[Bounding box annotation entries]
════
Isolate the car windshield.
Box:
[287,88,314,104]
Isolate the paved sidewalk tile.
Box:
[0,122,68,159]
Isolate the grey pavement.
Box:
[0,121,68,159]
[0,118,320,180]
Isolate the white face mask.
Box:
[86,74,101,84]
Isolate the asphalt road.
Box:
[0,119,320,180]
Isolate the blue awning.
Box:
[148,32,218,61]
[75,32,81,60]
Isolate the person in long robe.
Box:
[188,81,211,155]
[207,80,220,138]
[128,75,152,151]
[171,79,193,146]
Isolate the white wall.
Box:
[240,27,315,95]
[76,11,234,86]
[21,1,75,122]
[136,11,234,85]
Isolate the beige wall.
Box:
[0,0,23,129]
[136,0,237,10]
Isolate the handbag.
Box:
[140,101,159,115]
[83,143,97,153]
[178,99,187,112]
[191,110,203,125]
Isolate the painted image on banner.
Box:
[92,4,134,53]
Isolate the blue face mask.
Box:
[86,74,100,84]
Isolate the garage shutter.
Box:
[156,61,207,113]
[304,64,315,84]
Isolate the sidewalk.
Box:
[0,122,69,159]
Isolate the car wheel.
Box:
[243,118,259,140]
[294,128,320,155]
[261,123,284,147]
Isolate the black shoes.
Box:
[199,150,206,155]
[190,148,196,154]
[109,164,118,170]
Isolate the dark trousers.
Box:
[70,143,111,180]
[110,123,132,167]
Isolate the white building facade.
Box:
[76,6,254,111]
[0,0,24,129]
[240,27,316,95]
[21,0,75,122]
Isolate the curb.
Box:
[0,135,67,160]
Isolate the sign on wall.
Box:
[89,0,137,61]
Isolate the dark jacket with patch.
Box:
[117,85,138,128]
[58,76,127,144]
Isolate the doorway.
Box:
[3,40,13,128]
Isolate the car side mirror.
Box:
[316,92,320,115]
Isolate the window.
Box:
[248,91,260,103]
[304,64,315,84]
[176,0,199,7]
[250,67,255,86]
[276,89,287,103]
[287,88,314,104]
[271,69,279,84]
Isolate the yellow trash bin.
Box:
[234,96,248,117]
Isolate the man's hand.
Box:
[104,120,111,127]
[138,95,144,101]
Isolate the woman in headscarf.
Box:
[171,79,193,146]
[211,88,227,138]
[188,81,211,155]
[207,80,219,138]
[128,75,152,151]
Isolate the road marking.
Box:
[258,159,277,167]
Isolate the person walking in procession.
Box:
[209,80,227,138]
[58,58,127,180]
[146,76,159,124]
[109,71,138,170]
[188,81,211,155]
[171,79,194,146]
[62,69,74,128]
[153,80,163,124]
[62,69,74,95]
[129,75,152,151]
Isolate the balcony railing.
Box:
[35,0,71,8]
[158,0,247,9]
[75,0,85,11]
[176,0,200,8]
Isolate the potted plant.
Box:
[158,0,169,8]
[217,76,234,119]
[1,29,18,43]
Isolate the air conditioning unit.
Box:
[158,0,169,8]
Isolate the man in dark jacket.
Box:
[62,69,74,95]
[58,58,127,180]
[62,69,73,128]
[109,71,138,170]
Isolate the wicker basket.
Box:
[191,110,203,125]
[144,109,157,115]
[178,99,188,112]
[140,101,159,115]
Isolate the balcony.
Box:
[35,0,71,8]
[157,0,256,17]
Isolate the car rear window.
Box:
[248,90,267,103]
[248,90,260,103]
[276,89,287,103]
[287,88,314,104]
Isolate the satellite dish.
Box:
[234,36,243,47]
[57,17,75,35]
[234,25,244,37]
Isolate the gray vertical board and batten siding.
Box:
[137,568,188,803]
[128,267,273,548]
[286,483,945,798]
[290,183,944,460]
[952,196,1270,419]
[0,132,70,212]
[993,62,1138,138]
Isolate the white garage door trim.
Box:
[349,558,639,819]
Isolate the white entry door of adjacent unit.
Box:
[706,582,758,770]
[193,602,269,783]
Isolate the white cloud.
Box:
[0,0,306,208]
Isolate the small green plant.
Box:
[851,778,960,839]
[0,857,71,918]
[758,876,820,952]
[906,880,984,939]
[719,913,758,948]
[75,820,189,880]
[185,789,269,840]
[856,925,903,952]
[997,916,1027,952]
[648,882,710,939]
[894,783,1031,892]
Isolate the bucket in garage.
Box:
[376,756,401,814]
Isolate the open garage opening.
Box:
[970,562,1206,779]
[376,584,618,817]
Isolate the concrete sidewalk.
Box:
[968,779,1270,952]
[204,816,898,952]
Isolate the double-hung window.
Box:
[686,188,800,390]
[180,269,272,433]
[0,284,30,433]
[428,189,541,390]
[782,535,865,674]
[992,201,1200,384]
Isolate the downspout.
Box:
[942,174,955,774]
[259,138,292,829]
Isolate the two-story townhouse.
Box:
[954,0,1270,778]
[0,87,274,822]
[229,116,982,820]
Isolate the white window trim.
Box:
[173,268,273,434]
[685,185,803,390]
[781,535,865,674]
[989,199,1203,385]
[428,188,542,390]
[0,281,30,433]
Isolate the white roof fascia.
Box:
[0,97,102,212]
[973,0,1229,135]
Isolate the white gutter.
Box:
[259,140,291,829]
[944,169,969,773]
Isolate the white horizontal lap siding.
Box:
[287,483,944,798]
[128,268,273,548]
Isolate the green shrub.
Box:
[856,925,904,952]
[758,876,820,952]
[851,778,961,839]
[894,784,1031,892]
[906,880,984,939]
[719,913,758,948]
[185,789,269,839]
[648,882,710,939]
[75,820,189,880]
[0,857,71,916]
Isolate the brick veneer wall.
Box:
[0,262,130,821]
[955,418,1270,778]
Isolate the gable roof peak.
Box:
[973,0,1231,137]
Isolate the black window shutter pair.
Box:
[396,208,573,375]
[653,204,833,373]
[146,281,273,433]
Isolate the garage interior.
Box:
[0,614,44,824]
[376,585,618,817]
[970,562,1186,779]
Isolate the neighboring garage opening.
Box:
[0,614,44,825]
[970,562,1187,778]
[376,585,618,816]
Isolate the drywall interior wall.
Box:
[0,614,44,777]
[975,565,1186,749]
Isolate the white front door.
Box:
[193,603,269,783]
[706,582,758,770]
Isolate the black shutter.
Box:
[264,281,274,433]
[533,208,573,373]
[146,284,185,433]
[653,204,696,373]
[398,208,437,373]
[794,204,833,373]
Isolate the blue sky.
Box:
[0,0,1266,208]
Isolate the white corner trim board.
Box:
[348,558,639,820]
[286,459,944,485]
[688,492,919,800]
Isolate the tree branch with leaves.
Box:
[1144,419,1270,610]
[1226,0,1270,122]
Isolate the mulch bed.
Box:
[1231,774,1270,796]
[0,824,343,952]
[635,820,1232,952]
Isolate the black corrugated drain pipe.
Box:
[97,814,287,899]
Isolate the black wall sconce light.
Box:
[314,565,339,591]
════
Render every line of the entries above as a Markdown table with the columns "Row" and "Line", skipping blank lines.

| Row | Line |
|---|---|
| 1 | Isolate the car windshield. |
| 2 | Box: |
| 3 | [287,88,314,104] |
| 4 | Isolate the paved sidewalk tile. |
| 5 | Box: |
| 6 | [0,122,68,159] |
| 7 | Isolate the grey pavement. |
| 8 | Box: |
| 9 | [0,121,68,159] |
| 10 | [0,118,320,180] |
| 11 | Isolate the white face mask. |
| 12 | Box: |
| 13 | [86,74,101,84] |
| 14 | Isolate the asphalt road. |
| 15 | Box: |
| 16 | [0,119,320,180] |
| 17 | Isolate the blue awning. |
| 18 | Box: |
| 19 | [148,32,218,61] |
| 20 | [75,32,81,60] |
| 21 | Isolate the person in long robe. |
| 22 | Box: |
| 23 | [188,81,211,155] |
| 24 | [207,80,220,138] |
| 25 | [128,75,152,151] |
| 26 | [171,79,193,146] |
| 27 | Isolate the white wall. |
| 28 | Box: |
| 29 | [240,27,315,95] |
| 30 | [76,11,234,86] |
| 31 | [21,1,75,122] |
| 32 | [136,11,234,85] |
| 33 | Isolate the beige wall. |
| 34 | Box: |
| 35 | [0,0,23,129] |
| 36 | [136,0,237,10] |
| 37 | Isolate the handbag. |
| 38 | Box: |
| 39 | [140,101,159,115] |
| 40 | [83,143,97,153] |
| 41 | [178,99,187,112] |
| 42 | [191,110,203,125] |
| 43 | Isolate the painted image on banner. |
| 44 | Box: |
| 45 | [92,4,134,53] |
| 46 | Isolate the blue face mask. |
| 47 | Box: |
| 48 | [86,74,100,84] |
| 49 | Isolate the garage shutter. |
| 50 | Box: |
| 51 | [156,61,207,113] |
| 52 | [304,64,315,84] |
| 53 | Isolate the sidewalk. |
| 54 | Box: |
| 55 | [0,122,69,159] |
| 56 | Isolate the car wheel. |
| 57 | Box: |
| 58 | [243,118,259,140] |
| 59 | [294,128,320,155] |
| 60 | [261,123,284,147] |
| 61 | Isolate the black shoes. |
| 62 | Box: |
| 63 | [199,150,206,155] |
| 64 | [190,148,196,154] |
| 65 | [109,164,118,170] |
| 66 | Isolate the dark trousers. |
| 67 | Box: |
| 68 | [70,143,111,180] |
| 69 | [110,123,132,167] |
| 70 | Isolate the white building facade. |
| 71 | Box: |
| 72 | [76,6,254,111] |
| 73 | [0,0,24,129] |
| 74 | [240,27,316,95] |
| 75 | [21,0,75,122] |
| 76 | Isolate the curb. |
| 77 | Box: |
| 78 | [0,135,67,160] |
| 79 | Isolate the sign on wall. |
| 80 | Box: |
| 81 | [89,0,137,61] |
| 82 | Isolate the dark jacket with patch. |
| 83 | Box: |
| 84 | [117,85,138,128] |
| 85 | [58,76,127,144] |
| 86 | Isolate the doorway. |
| 87 | Box: |
| 88 | [3,40,13,128] |
| 89 | Isolate the car side mirror. |
| 90 | Box: |
| 91 | [316,92,320,115] |
| 92 | Isolate the window. |
| 93 | Box: |
| 94 | [248,91,260,103] |
| 95 | [304,64,315,84] |
| 96 | [176,0,199,7] |
| 97 | [250,67,255,86] |
| 98 | [276,89,287,103] |
| 99 | [287,88,314,104] |
| 100 | [271,69,279,84] |
| 101 | Isolate the yellow trash bin. |
| 102 | Box: |
| 103 | [234,96,248,117] |
| 104 | Isolate the man's hand. |
| 105 | Box: |
| 106 | [104,120,111,127] |
| 107 | [138,95,144,101] |
| 108 | Isolate the woman in headscarf. |
| 109 | Box: |
| 110 | [171,79,193,146] |
| 111 | [211,88,227,138] |
| 112 | [188,81,211,155] |
| 113 | [207,80,219,138] |
| 114 | [128,75,152,151] |
| 115 | Isolate the road marking. |
| 116 | Box: |
| 117 | [258,159,277,167] |
| 118 | Isolate the person walking in procession. |
| 119 | Box: |
| 120 | [209,80,227,138] |
| 121 | [58,58,127,180] |
| 122 | [146,76,159,124] |
| 123 | [109,71,138,170] |
| 124 | [188,81,211,155] |
| 125 | [171,79,194,146] |
| 126 | [62,69,74,128] |
| 127 | [153,80,163,124] |
| 128 | [62,69,74,95] |
| 129 | [129,75,152,151] |
| 130 | Isolate the balcony railing. |
| 131 | Box: |
| 132 | [35,0,71,8] |
| 133 | [158,0,247,9] |
| 134 | [75,0,85,11] |
| 135 | [176,0,200,8] |
| 136 | Isolate the potted plant. |
| 137 | Box: |
| 138 | [158,0,169,8] |
| 139 | [217,76,234,119] |
| 140 | [1,29,18,43] |
| 141 | Isolate the air conditioning unit. |
| 142 | Box: |
| 143 | [158,0,169,8] |
| 144 | Isolate the man in dark jacket. |
| 145 | Box: |
| 146 | [62,69,74,95] |
| 147 | [58,58,127,180] |
| 148 | [62,69,73,128] |
| 149 | [109,71,138,170] |
| 150 | Isolate the wicker basket. |
| 151 | Box: |
| 152 | [191,110,203,125] |
| 153 | [144,109,157,115] |
| 154 | [178,99,188,112] |
| 155 | [140,101,159,115] |
| 156 | Isolate the balcony. |
| 157 | Box: |
| 158 | [35,0,71,8] |
| 159 | [157,0,256,17] |
| 160 | Isolate the car rear window. |
| 161 | Box: |
| 162 | [248,90,267,103] |
| 163 | [248,90,260,103] |
| 164 | [276,89,287,103] |
| 165 | [287,88,314,104] |
| 166 | Isolate the satellite dish. |
| 167 | Box: |
| 168 | [234,36,243,47] |
| 169 | [57,17,75,35] |
| 170 | [234,25,244,37] |
| 171 | Isolate the gray vertical board and batten siding. |
| 172 | Box: |
| 173 | [137,568,188,803] |
| 174 | [128,267,273,548] |
| 175 | [286,483,945,798] |
| 176 | [290,183,944,460] |
| 177 | [952,196,1270,419] |
| 178 | [0,132,70,212] |
| 179 | [993,62,1138,138] |
| 180 | Isolate the white garage door trim. |
| 181 | Box: |
| 182 | [349,558,639,819] |
| 183 | Isolate the white entry door of adjacent unit. |
| 184 | Box: |
| 185 | [706,582,758,770] |
| 186 | [193,602,269,783] |
| 187 | Isolate the white cloud. |
| 188 | Box: |
| 189 | [0,0,306,208] |
| 190 | Isolate the small green plant. |
| 191 | Box: |
| 192 | [851,778,960,839] |
| 193 | [0,857,71,918] |
| 194 | [758,876,820,952] |
| 195 | [906,880,984,939] |
| 196 | [719,913,758,948] |
| 197 | [75,820,189,880] |
| 198 | [185,789,269,840] |
| 199 | [856,925,903,952] |
| 200 | [997,916,1027,952] |
| 201 | [648,882,710,939] |
| 202 | [894,783,1031,892] |
| 203 | Isolate the bucket in garage. |
| 204 | Box: |
| 205 | [376,756,401,814] |
| 206 | Isolate the open garage opening. |
| 207 | Box: |
| 208 | [970,562,1206,779] |
| 209 | [376,584,618,817] |
| 210 | Isolate the concrete sidewalk. |
| 211 | Box: |
| 212 | [968,779,1270,952] |
| 213 | [204,816,898,952] |
| 214 | Isolate the double-hung window. |
| 215 | Box: |
| 216 | [686,188,800,390] |
| 217 | [180,269,272,433] |
| 218 | [0,284,30,433] |
| 219 | [428,189,541,390] |
| 220 | [782,535,865,674] |
| 221 | [992,201,1200,384] |
| 222 | Isolate the downspout. |
| 223 | Box: |
| 224 | [942,174,955,774] |
| 225 | [259,138,292,829] |
| 226 | Isolate the two-story townhouse. |
| 227 | Box: |
| 228 | [954,0,1270,778] |
| 229 | [0,87,274,822] |
| 230 | [229,116,982,820] |
| 231 | Isolate the white window trim. |
| 232 | Box: |
| 233 | [173,268,273,434] |
| 234 | [685,185,803,390] |
| 235 | [781,535,865,674] |
| 236 | [989,199,1203,385] |
| 237 | [428,188,542,390] |
| 238 | [0,281,30,433] |
| 239 | Isolate the white roof fascia. |
| 240 | Box: |
| 241 | [0,97,102,212] |
| 242 | [973,0,1229,135] |
| 243 | Isolate the white gutter. |
| 244 | Box: |
| 245 | [259,140,291,829] |
| 246 | [944,169,969,773] |
| 247 | Isolate the white horizontal lap siding. |
| 248 | Box: |
| 249 | [287,483,944,798] |
| 250 | [128,268,273,548] |
| 251 | Isolate the green shrub. |
| 252 | Box: |
| 253 | [856,925,904,952] |
| 254 | [758,876,820,952] |
| 255 | [851,778,961,839] |
| 256 | [894,784,1031,892] |
| 257 | [906,880,984,939] |
| 258 | [719,913,758,948] |
| 259 | [185,789,269,839] |
| 260 | [648,882,710,939] |
| 261 | [75,820,189,880] |
| 262 | [0,857,71,916] |
| 263 | Isolate the brick veneer wall. |
| 264 | Box: |
| 265 | [0,262,130,821] |
| 266 | [955,418,1270,778] |
| 267 | Isolate the gable roof peak. |
| 268 | Box: |
| 269 | [973,0,1231,137] |
| 270 | Isolate the black window shutter pair. |
| 271 | Box: |
| 272 | [396,208,573,375] |
| 273 | [653,204,833,373] |
| 274 | [146,281,273,433] |
| 275 | Isolate the garage interior. |
| 276 | Box: |
| 277 | [0,614,44,824] |
| 278 | [376,585,618,817] |
| 279 | [970,562,1186,779] |
| 280 | Isolate the neighboring garage opening. |
| 281 | Box: |
| 282 | [0,614,44,825] |
| 283 | [970,562,1187,778] |
| 284 | [376,585,618,816] |
| 285 | Isolate the drywall interior wall. |
| 286 | Box: |
| 287 | [0,614,44,777] |
| 288 | [975,565,1186,749] |
| 289 | Isolate the white front door. |
| 290 | Box: |
| 291 | [193,603,269,783] |
| 292 | [706,582,758,770] |
| 293 | Isolate the black shutter. |
| 294 | Box: |
| 295 | [264,281,274,433] |
| 296 | [533,208,573,373] |
| 297 | [146,284,185,433] |
| 298 | [653,204,696,373] |
| 299 | [398,208,437,373] |
| 300 | [794,204,833,373] |
| 301 | Isolate the blue sky. |
| 302 | Box: |
| 303 | [0,0,1266,208] |
| 304 | Isolate the white corner trim board. |
| 305 | Box: |
| 306 | [348,558,639,820] |
| 307 | [286,459,944,485] |
| 308 | [688,492,919,800] |
| 309 | Isolate the tree branch with leaves. |
| 310 | Box: |
| 311 | [1144,419,1270,610] |
| 312 | [1226,0,1270,122] |
| 313 | Isolate the mulch bed. |
| 314 | Box: |
| 315 | [1231,774,1270,796] |
| 316 | [0,824,343,952] |
| 317 | [635,820,1232,952] |
| 318 | Isolate the black corrugated drain pipe. |
| 319 | Box: |
| 320 | [97,814,287,899] |
| 321 | Isolate the black wall sconce light. |
| 322 | Box: |
| 323 | [314,565,339,591] |